(Point localization data)
***

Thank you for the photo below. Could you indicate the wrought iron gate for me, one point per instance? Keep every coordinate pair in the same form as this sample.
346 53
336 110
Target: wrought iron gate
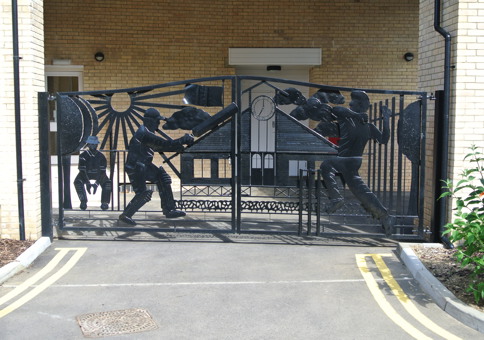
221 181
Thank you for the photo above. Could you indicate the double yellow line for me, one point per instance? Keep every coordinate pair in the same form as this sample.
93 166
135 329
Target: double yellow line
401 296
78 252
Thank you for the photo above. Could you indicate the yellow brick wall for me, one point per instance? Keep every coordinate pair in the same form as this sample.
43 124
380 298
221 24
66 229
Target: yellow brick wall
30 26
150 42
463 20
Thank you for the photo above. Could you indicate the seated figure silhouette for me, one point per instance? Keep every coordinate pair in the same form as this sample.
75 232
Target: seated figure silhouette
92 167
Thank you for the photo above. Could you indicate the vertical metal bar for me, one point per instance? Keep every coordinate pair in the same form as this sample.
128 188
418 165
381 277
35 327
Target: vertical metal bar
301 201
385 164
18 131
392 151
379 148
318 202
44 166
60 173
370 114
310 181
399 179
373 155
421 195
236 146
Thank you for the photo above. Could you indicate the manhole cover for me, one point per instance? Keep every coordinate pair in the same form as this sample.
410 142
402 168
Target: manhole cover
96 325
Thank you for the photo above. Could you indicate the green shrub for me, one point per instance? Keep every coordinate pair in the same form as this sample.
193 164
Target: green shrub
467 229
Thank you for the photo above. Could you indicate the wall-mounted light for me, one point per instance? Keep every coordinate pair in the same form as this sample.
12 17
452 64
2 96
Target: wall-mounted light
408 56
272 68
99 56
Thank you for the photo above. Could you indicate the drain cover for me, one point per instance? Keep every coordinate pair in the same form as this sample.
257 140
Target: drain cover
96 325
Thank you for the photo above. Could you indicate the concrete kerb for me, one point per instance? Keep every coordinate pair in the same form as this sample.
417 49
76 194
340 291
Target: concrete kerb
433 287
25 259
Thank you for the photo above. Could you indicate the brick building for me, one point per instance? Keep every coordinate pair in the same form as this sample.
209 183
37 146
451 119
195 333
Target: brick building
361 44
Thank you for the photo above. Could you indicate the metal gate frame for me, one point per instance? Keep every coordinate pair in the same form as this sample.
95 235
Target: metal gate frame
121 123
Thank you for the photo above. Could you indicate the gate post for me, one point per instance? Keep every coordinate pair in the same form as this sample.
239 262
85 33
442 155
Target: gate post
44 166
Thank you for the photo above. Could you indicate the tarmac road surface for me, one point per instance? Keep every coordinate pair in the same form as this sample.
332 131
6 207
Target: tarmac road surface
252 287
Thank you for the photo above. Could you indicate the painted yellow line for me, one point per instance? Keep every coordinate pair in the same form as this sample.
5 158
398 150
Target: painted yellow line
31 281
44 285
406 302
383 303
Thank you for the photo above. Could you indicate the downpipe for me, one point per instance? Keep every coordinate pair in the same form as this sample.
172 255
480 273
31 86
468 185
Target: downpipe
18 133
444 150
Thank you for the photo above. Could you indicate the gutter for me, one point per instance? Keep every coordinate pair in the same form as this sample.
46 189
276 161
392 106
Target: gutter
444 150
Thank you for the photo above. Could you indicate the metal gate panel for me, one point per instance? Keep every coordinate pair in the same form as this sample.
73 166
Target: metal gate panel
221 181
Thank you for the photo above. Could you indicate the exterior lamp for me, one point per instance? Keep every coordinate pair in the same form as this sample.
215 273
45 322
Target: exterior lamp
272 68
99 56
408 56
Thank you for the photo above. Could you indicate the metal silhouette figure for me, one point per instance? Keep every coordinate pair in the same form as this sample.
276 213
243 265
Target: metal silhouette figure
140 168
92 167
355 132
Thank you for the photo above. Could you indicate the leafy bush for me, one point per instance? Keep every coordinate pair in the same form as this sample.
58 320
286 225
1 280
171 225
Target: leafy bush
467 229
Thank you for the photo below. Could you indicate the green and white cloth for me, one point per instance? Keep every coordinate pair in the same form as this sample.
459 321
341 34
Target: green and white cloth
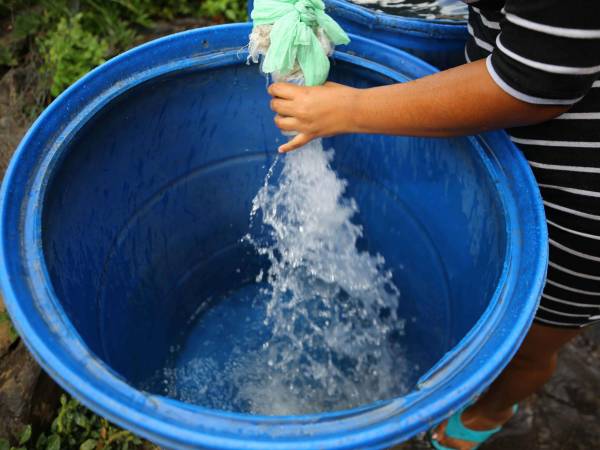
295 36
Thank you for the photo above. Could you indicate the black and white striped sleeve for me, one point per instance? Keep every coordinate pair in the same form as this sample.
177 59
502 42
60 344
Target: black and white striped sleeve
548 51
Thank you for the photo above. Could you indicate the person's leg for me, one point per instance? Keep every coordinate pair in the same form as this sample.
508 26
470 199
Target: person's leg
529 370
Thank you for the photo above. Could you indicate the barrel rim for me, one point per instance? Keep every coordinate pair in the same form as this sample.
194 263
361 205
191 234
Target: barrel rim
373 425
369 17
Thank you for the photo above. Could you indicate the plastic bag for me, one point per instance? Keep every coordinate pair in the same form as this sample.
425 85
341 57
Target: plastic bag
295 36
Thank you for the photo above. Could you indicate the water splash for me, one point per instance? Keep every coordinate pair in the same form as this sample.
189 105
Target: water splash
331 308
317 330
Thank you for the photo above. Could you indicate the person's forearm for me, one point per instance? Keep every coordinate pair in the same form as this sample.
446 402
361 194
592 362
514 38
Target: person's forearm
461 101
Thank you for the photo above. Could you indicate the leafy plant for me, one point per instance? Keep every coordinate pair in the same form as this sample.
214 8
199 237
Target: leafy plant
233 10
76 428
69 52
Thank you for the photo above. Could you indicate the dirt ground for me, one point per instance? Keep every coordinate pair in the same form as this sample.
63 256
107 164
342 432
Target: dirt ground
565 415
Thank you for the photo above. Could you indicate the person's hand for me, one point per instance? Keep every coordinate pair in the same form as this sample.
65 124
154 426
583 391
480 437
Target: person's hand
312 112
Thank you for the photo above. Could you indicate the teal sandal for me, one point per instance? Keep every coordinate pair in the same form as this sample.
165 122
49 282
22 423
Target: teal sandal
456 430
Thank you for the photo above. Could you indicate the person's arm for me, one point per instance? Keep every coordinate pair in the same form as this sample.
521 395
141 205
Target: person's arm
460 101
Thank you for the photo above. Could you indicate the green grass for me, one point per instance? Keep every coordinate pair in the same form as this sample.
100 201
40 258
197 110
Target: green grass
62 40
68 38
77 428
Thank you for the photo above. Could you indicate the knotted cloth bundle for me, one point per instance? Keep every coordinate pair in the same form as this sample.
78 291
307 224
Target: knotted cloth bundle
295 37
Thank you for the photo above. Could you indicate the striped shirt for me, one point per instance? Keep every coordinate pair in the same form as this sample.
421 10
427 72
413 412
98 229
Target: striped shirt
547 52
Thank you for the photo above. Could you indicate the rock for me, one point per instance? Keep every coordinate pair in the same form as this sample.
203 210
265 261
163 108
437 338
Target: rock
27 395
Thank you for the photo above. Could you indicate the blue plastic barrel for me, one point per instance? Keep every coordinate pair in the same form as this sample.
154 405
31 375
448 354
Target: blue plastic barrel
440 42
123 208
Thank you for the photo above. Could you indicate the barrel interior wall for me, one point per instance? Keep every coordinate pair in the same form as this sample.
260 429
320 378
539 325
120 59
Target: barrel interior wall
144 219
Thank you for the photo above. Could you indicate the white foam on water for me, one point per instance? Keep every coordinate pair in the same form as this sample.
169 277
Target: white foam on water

***

__Problem__
Wherever a line in the data above holds the word "foam", copy that line.

__Output for this exercise__
Thank you for the photo above. Could you indicate the white foam on water for me, one point per instance? Keep every coordinate pair in the same form as this sample.
Target: white foam on water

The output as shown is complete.